=== Begin Enclosure ===

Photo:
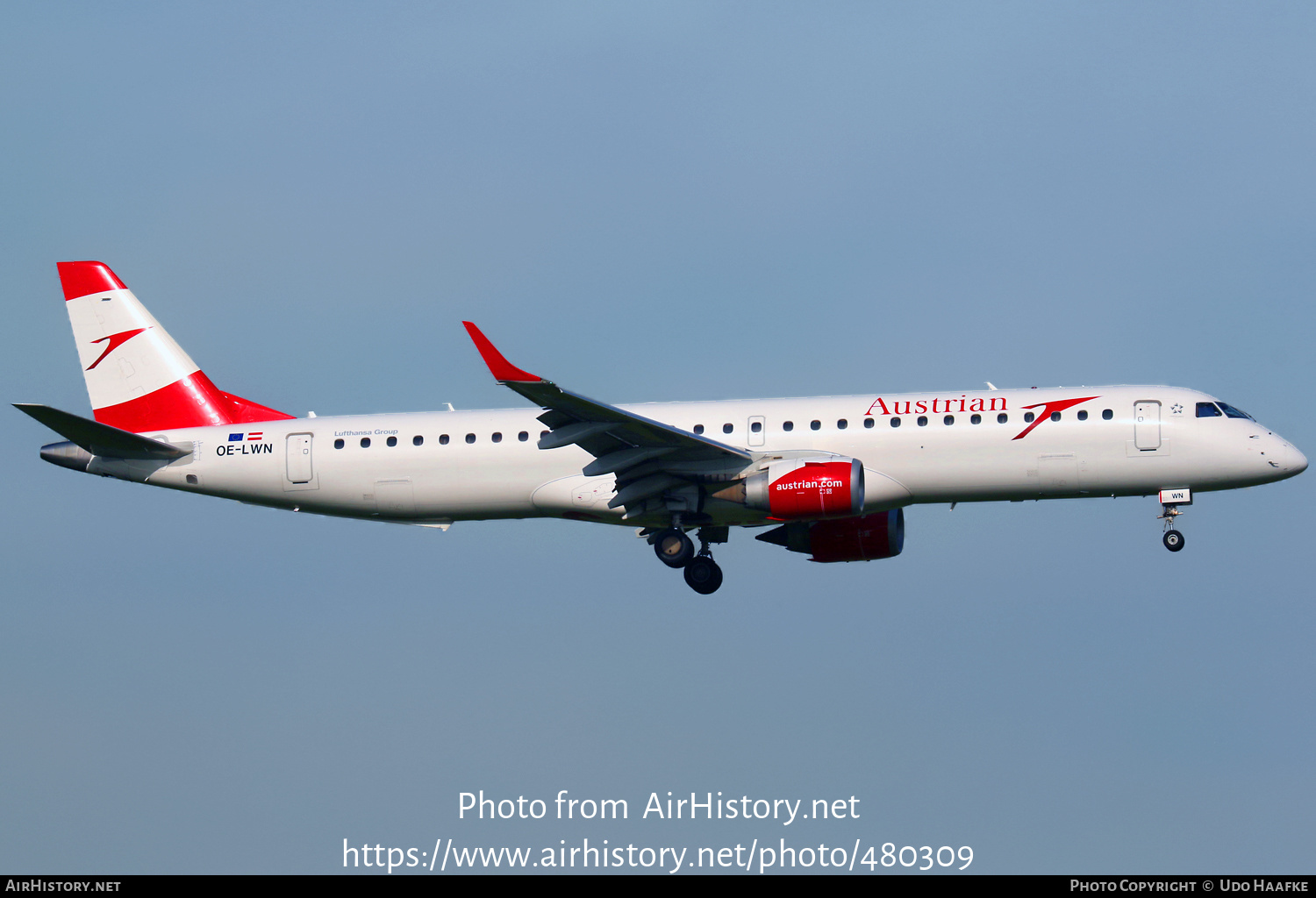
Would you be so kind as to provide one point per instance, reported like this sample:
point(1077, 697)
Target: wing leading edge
point(647, 456)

=== End Enclosure ===

TASK GOAL:
From the first line to the last, repeat the records exactly. Leave out the pictures.

RESPONSE TO THIS EXERCISE:
Photo:
Would you be so kind as to provide one point per instance, reported like this sample:
point(1077, 697)
Target: wing leading edge
point(647, 456)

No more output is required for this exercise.